Warum Ihre »schnellen Lösungen« nicht funktionieren

Wenn Ihre emotionale Maschinerie in Gang gesetzt wird, durchleben Sie ein Gefühl nach dem anderen – es ist wie eine emotionale Kettenreaktion – und wenn einige dieser Gefühle unangenehm sind, werden Sie natürlich, wie jeder Mensch, alles tun, um Ihr Unbehagen unmittelbar zu unterdrücken, abzumildern oder zu neutralisieren. Wir alle tun Dinge, die sich sofort auszahlen, besonders, wenn wir in Bedrängnis sind. Es ist, als ob es attraktiver wäre, heute ein Angebot von 100 Euro für einen Vortrag zu bekommen, als in der nächsten Woche ein Angebot von 150 Euro für denselben Vortrag.

Der Versuch, Gefühle durch schnelle Lösungen unter Kontrolle zu bringen

Hochsensible tun in bester Absicht, was sie nur können, um ihrer bedrückenden Gefühle Herr zu werden, und manchmal bringen sie sie mit schnellen Lösungen unter Kontrolle. Schauen wir uns jede einzelne kurz an.

SCOTCH, SEX, ARBEIT UND SCHOKOLADE

Es ist Montagabend, 23 Uhr. Jeff kehrt nach einem langen Arbeitstag nach Hause zurück und freut sich auf sein Abendessen. Zu Hause erwartet ihn Bob und fragt nach der Begrüßung: »Warum hast du heute Nachmittag nicht auf meine Nachricht geantwortet?« Jeff wirft ihm einen kurzen Blick zu und obwohl er müde ist, wird er wütend und schreit ihn an: »Ist das deine Begrüßung an einem Montagabend um 11, wenn ich nach einem langen Arbeitstag nach Hause komme? Das ist einfach unerträglich. Ich weiß nicht, was ich noch mit dir machen soll, und natürlich wirst du jetzt gleich deinen Dackelblick aufsetzen und mir das Gefühl geben, es sei meine Schuld, dass wir streiten. Warum hältst du nicht einfach deinen Mund?« Bob antwortet nicht und geht schnell in Richtung Wohnzimmer.
====
_AUFGABE A:_
Beantworte anhand des Ausgangstexts diese Fragen:
(i) Welche zwei Angebote für einen Vortrag werden miteinander verglichen?
(ii) An welchem Tag und um welche Uhrzeit kommt Jeff nach Hause?
(iii) Was fragt Bob nach der Begrüßung?
_AUFGABE B:_
Führe den Ausgangstext über schnelle Lösungen für unangenehme Gefühle nach seinem letzten Satz weiter.
Die Auflistung stammt aus einer anderen Quelle.

_VORGEGEBENES MATERIAL:_
====
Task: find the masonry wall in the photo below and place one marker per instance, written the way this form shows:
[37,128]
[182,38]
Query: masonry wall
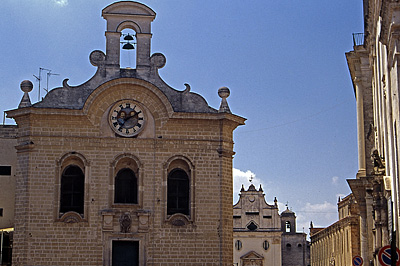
====
_ANTWORT A:_
(i) Ein Angebot von 100 Euro heute und ein Angebot von 150 Euro in der nächsten Woche für denselben Vortrag.
(ii) Am Montagabend um 23 Uhr.
(iii) Er fragt: »Warum hast du heute Nachmittag nicht auf meine Nachricht geantwortet?«

_ANTWORT B:_
Jeff setzt Bob nun eine Stunde lang auseinander, dass er oft zur falschen Zeit das Falsche sagt und dass er sich mit einem guten Drink entspannen solle, weil es ihm helfen würde, sich zu kontrollieren und einzuschlafen. Bob sagt kein Wort; er fühlt sich wie gelähmt, verwirrt und betäubt. Er schaut auf sein Handy und liest seine Textnachricht vom Nachmittag: »Um wieviel Uhr kommst du heute nach Hause, damit ich das Essen rechtzeitig für uns fertig haben kann?« Jeff fährt fort zu trinken und sich über Bobs unangebrachte Nachricht zu beklagen.

Hier ist das Problem: Irgendwann haben Sie gelernt, mit den emotionalen Turbulenzen, die der Umgang mit anderen Menschen oder schwierige Lebenssituationen mit sich bringen können, umzugehen, indem Sie auf schnelle »Lösungen« zurückgreifen, die sich im Augenblick einfach gut anfühlen, Sie von Ihrem Schmerz ablenken und ihn sogar für eine Weile verschwinden lassen. All diese schnellen Lösungen wie Trinken, sexuelle Aktivitäten oder exzessives Arbeiten funktionieren so gut und fühlen sich so gut an, dass Sie immer wieder darauf zurückgreifen. In gewissem Sinne »überlernen« Sie sie.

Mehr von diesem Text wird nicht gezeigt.